Records of labeled points:
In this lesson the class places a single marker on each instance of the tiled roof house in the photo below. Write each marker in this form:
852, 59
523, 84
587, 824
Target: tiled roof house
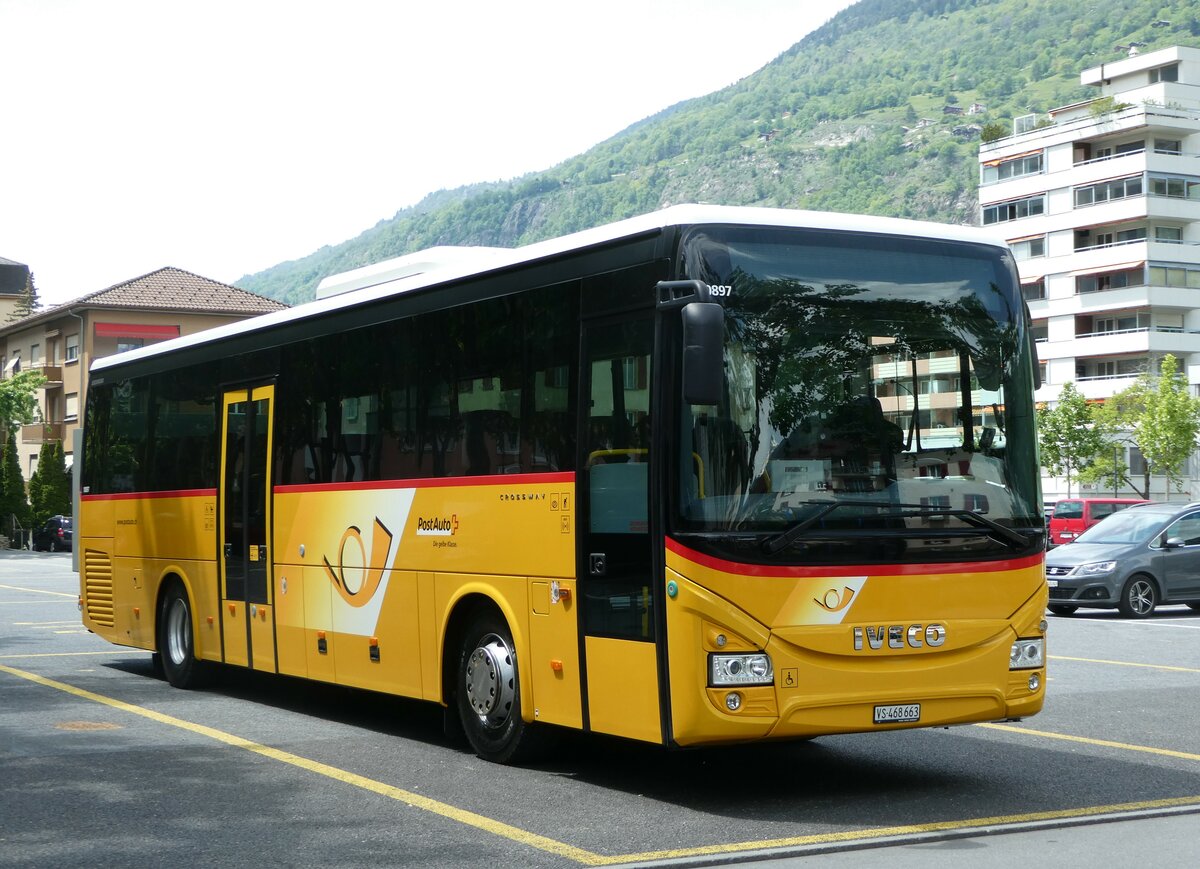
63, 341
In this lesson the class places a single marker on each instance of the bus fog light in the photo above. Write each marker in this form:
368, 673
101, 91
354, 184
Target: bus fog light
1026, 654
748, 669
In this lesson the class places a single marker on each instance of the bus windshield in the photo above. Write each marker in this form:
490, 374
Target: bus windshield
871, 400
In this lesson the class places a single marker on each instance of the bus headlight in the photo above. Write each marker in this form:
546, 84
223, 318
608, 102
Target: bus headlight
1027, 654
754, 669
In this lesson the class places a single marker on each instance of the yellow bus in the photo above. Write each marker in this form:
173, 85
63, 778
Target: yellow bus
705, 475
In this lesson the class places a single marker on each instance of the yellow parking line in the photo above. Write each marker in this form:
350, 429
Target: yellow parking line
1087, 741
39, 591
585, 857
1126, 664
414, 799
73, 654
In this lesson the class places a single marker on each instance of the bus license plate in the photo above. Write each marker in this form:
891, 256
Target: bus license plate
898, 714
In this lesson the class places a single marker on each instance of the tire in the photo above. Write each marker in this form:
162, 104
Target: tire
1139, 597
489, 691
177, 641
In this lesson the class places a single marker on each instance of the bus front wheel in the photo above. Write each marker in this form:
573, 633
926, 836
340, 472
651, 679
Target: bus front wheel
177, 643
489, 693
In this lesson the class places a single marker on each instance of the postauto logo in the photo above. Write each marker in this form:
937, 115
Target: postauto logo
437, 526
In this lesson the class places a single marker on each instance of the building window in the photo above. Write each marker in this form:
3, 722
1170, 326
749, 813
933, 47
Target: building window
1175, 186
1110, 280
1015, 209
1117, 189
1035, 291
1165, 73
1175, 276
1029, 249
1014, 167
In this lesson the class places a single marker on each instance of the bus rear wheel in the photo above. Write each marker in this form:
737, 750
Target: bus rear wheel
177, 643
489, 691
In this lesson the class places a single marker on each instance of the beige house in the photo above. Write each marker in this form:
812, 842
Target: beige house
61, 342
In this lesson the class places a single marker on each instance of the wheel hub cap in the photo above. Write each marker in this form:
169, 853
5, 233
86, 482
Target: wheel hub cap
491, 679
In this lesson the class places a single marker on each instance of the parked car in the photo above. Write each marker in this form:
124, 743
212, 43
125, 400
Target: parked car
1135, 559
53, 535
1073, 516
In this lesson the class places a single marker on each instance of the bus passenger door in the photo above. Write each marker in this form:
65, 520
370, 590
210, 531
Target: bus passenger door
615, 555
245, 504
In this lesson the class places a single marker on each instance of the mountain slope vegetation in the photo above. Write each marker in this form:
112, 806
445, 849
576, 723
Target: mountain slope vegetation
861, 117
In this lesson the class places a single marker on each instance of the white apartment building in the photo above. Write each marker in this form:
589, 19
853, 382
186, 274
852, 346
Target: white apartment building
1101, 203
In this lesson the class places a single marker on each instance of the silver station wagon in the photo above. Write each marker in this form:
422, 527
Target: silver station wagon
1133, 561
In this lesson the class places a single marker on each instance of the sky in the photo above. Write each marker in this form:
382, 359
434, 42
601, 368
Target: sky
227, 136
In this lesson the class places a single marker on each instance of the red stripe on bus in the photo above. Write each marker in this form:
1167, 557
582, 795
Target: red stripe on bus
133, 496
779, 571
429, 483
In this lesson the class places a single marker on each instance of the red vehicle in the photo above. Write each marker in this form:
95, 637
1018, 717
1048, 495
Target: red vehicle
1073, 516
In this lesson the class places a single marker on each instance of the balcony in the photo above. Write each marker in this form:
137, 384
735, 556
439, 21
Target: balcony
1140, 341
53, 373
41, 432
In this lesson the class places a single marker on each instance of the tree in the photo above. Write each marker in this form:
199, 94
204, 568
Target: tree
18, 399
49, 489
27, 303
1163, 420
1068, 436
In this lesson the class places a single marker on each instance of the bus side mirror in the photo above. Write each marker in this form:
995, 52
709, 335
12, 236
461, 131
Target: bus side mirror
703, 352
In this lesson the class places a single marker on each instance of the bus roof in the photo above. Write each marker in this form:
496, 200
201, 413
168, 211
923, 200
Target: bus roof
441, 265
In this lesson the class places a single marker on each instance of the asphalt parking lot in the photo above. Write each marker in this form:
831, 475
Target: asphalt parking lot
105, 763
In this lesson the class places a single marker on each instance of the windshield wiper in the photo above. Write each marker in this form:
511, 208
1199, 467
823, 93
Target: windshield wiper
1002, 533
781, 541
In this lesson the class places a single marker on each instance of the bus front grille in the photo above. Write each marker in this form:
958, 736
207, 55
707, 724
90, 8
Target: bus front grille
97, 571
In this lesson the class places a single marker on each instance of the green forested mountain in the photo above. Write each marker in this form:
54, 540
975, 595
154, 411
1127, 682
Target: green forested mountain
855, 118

§ PROBLEM DETAILS
Every record above should come back exactly, but without its pictures.

§ RESPONSE BELOW
In this lesson the class places a single marker on each instance of the tiled roof house in the photo below. Write each marker in this form:
852, 59
523, 84
587, 824
Target: tiled roof house
63, 341
In this lesson the class places a single marker on each instance of the bus fog light in the photo above. Write each marker in this form:
368, 673
101, 91
354, 184
Target: bus fog light
1026, 654
748, 669
In this lesson the class places a single marker on each instance of the bus windshield in the photo above. Write each marker in this form:
490, 374
Target: bus windshield
871, 400
In this lesson the class places a single marker on each instance of the bus headlight in the photo above. Write each marker in this form:
546, 84
223, 318
608, 102
Target: bus headlight
1027, 654
754, 669
In this lesson the class places a single marker on each instance of the yellow bus in the photo above. Write each marker in this form:
173, 85
63, 778
Target: yellow bus
705, 475
In this lesson the class places a single marker on each instance of the yellow parking line in the photo above. Write each marker in this form:
350, 429
Target: yellow parking line
1087, 741
39, 591
585, 857
1126, 664
414, 799
73, 654
In this lesson the class places a single marker on each instance of the bus license plate in the photo above. Write each marker in this form:
891, 256
Target: bus license plate
898, 714
In this lesson the class places a single marker on each instance of the tire in the photo above. Write each marker in this form:
162, 104
Target: tire
1139, 597
489, 691
177, 641
In this lesson the class places a single marker on each instance of the bus front wheel in the photo above. Write each marker in this form:
573, 633
926, 836
340, 472
651, 679
Target: bus front wheel
177, 643
489, 693
In this lesson the class places a single marker on each instance of the postauto logo in the photo above. Write each marker in this form:
937, 115
Target: postauto logo
437, 526
In this lesson the class places a single marker on each instance of the building window in the photo above. Write each marker in this form:
3, 722
1170, 326
749, 813
933, 47
Target: building window
1175, 186
1110, 280
1015, 209
1117, 189
1035, 291
1165, 73
1175, 276
1029, 249
1014, 167
In this lesson the class places a single marker on each instance of the bus rear wheel in the photo above. Write each marker in this form:
737, 750
Target: bus rear wheel
177, 643
489, 691
In this lesson the class places a single marker on each instance of the beige house in the photo above. Write each marker in this form:
812, 842
Target: beige house
61, 342
In this lesson the class places a single marker on each instance of the wheel hub cap in the photo above. Write each marker in this form:
169, 853
5, 233
86, 482
Target: wheel hub cap
491, 679
In this lesson the class places a single marker on each instance of the parked car in the photo above. Write each marker in this form:
124, 743
212, 43
125, 400
Target: parked car
1135, 559
53, 535
1073, 516
In this lesson the class places a single marker on each instance of the bus passenger door in the photo above. Write each marker in this form:
65, 520
370, 590
210, 531
Target: bus passenger door
615, 555
245, 504
In this lesson the class places a single marker on each instance of the mountain slope vegetation in the photo above. Write each marker in this form:
112, 806
445, 849
576, 723
Target: mountain slope vegetation
861, 117
In this lesson the class places a single marker on each instance of the white apartment building in the photo above. Write each marker in this form:
589, 19
853, 382
186, 274
852, 346
Target: white apartment building
1101, 203
In this lesson the class places a single marker on each instance of the silver station wagon in the photo above. Write each marker in this form:
422, 527
Target: silver station wagon
1133, 561
In this lesson the class places a single marker on each instance of the sky in the photo above. Write each marker in this form:
382, 359
434, 42
601, 368
Target: sky
227, 136
In this lesson the class places a single marker on each instance of the red stripe on bus in the photo above. Write each marker in this form:
1167, 557
582, 795
Target: red stripe on bus
133, 496
779, 571
429, 483
In this lesson the class places a single marker on each instance of the red vehicle in the photo above. Write each marker in this form:
95, 637
1018, 717
1048, 495
Target: red vehicle
1073, 516
In this lesson the class places a single marker on each instance of the balcony in the photo above. Write each marker in this form:
137, 384
735, 556
439, 21
Target: balcony
1140, 341
53, 373
41, 432
In this lesson the class places a single marker on each instance of the tree in the photo above. Write each marker in this form:
199, 94
204, 568
Target: tree
18, 399
49, 489
27, 303
1163, 420
1068, 436
In this lesson the class places a single marker on each instance of the bus side mirror in the photo above. Write each marker in this form:
995, 52
709, 335
12, 236
461, 131
Target: bus side mirror
703, 352
In this lesson the class places a single marker on each instance of the bus roof in the photo above. Write each marker in this form:
496, 200
201, 413
168, 211
923, 200
Target: bus roof
441, 265
In this lesson the class places a single marker on each instance of the asphalt parking lot in the photo above. Write each marker in this form:
831, 475
Target: asphalt parking lot
105, 763
In this lesson the class places a single marker on each instance of the windshield wiper in the photo above. Write each marker in this form:
511, 208
1199, 467
823, 93
Target: windshield wiper
1002, 533
781, 541
In this lesson the class places a single marker on each instance of the bus front grille in the photo above. Write each marker in this form:
958, 736
207, 55
707, 724
90, 8
Target: bus front grille
97, 571
In this lesson the class places a single marker on each instance of the green forested mountain in the photo above. Write each marker in this form:
54, 540
975, 595
154, 411
1127, 682
Target: green forested mountain
855, 118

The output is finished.